Text provided:
** START **
We are excited to announce a significant enhancement to Azure Cosmos DB, bringing substantial cost savings and performance improvements to our users. The new binary encoding feature is now available for new containers and will soon be available for existing ones.
What is Binary Encoding?
Binary encoding converts JSON or other text-based data formats into a compact binary representation. Instead of storing data as human-readable text, it stores it as a sequence of bytes, which takes up less space and can be processed more quickly by computers.
Key Benefits
- Storage Savings: With binary encoding, you can expect an average 20% reduction in documents size, but up to 70% for large documents with a substantial number of nested objects and arrays. This means you can store more data without increasing your storage.
- Enhanced Performance for Large Queries: The new binary encoding feature is especially beneficial for queries with aggregations or those that return large result sets, where performance improvements are most noticeable. This makes it an ideal solution for applications that demand high throughput and low latency.
** END **
Data listing:
** START **
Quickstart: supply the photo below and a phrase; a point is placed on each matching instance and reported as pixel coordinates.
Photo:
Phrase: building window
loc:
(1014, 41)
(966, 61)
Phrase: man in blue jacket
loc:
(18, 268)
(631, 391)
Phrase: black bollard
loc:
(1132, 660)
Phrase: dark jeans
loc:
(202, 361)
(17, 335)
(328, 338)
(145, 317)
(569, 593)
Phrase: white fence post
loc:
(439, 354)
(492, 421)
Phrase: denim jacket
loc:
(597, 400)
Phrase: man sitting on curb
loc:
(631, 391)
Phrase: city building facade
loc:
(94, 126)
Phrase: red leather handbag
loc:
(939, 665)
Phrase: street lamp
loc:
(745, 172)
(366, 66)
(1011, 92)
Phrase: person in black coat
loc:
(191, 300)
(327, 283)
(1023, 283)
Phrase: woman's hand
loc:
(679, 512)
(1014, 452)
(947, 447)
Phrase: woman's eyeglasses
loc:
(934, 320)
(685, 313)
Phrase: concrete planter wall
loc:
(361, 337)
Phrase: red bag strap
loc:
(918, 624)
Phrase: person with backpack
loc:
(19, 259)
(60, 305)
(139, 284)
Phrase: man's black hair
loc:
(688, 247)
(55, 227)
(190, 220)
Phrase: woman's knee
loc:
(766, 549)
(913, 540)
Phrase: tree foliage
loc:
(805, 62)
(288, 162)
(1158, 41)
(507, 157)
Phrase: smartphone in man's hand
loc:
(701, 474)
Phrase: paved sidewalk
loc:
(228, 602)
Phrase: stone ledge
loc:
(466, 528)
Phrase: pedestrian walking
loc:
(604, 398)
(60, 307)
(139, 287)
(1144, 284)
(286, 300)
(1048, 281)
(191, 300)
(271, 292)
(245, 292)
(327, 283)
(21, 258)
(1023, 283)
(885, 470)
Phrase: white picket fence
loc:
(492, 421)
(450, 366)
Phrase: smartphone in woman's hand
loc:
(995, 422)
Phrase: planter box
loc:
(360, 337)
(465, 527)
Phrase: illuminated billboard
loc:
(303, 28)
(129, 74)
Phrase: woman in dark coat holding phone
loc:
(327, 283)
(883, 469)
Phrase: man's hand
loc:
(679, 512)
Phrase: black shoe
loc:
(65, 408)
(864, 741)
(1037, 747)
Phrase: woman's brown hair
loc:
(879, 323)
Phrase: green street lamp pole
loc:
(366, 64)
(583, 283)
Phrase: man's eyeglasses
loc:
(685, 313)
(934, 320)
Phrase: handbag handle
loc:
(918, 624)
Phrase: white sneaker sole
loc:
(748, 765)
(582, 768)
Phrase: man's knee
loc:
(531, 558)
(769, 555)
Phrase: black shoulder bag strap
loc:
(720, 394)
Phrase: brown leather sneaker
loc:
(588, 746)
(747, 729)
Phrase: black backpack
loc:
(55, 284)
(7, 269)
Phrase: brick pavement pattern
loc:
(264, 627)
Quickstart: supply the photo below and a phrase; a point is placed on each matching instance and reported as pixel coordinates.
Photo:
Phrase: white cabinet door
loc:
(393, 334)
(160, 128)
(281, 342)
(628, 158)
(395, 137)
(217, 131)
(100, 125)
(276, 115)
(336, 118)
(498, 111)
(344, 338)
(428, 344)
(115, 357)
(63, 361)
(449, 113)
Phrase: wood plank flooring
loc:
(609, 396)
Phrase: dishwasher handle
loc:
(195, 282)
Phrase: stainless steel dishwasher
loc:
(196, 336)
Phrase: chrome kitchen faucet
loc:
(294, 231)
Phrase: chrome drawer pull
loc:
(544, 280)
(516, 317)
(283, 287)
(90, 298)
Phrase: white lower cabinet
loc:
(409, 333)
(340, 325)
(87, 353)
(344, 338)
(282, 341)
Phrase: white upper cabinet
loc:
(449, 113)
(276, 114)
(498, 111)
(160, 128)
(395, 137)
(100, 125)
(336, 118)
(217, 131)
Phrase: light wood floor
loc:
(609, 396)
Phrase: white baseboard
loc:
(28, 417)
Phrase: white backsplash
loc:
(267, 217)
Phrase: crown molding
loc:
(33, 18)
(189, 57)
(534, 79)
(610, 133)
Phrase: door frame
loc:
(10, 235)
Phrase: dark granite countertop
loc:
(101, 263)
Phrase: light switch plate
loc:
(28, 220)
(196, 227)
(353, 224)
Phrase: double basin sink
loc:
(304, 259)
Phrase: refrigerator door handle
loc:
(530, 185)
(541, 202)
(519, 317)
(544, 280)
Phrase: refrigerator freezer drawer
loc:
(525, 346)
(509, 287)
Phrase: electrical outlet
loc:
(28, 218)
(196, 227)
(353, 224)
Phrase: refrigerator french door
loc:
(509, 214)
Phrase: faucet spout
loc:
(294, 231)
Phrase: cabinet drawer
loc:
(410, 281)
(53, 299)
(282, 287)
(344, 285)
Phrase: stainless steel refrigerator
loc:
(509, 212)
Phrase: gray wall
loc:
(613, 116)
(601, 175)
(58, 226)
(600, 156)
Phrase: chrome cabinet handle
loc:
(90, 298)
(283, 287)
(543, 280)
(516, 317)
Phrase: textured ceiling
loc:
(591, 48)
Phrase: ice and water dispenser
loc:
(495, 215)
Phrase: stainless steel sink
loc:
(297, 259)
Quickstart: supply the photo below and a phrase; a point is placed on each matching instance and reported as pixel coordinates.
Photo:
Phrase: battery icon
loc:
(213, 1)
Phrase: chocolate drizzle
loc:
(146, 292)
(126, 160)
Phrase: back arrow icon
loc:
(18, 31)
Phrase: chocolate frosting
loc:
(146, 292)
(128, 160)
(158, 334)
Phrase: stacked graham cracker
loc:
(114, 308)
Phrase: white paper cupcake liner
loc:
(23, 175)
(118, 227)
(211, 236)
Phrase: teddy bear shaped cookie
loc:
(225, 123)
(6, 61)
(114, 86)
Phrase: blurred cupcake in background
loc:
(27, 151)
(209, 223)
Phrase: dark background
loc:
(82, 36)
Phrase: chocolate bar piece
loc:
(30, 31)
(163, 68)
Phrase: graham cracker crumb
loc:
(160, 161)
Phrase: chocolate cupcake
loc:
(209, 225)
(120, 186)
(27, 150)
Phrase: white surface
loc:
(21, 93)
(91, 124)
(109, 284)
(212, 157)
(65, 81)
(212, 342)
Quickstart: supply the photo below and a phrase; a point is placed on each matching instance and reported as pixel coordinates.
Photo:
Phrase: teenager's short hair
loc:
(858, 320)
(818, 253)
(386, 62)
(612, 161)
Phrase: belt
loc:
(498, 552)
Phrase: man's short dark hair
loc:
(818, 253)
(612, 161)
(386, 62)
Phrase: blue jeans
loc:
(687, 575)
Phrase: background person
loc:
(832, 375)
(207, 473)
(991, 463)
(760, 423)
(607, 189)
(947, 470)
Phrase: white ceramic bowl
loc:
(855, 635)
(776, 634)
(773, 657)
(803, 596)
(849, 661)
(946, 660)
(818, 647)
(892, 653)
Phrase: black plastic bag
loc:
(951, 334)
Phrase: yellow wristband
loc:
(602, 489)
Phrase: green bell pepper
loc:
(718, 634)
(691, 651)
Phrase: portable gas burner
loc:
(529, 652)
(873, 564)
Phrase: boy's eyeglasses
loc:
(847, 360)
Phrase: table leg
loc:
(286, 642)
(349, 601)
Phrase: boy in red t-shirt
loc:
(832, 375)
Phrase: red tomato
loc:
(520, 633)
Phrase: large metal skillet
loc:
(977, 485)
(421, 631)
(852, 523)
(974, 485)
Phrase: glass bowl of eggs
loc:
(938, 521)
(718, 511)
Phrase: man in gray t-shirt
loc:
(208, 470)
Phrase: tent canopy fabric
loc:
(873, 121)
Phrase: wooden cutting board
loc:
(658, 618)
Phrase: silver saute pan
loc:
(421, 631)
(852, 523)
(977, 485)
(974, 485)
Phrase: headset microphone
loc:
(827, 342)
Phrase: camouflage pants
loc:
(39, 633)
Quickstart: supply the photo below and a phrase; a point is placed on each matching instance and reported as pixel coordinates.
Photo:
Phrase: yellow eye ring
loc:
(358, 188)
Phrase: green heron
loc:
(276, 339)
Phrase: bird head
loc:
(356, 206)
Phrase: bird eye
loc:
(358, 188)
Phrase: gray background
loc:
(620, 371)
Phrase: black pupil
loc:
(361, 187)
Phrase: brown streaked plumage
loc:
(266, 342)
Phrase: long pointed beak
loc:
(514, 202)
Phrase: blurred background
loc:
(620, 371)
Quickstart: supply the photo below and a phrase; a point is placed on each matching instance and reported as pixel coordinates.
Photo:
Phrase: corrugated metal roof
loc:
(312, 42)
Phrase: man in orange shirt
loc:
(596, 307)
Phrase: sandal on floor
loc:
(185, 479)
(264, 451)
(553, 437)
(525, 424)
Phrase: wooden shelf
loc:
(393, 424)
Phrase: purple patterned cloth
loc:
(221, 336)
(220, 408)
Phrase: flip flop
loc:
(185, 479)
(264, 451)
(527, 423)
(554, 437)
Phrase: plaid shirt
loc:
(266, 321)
** END **
Exercises to complete:
**A.** List every heading in the Azure Cosmos DB announcement, along with the short title that opens each bullet point.
**B.** Please find each line in the records that contains the string "street" and copy those lines out.
The Azure Cosmos DB announcement and the records have nothing to do with each other.

Solutions in order:
**A.**
- What is Binary Encoding?
- Key Benefits
- Storage Savings
- Enhanced Performance for Large Queries

**B.**
Phrase: street lamp
Phrase: green street lamp pole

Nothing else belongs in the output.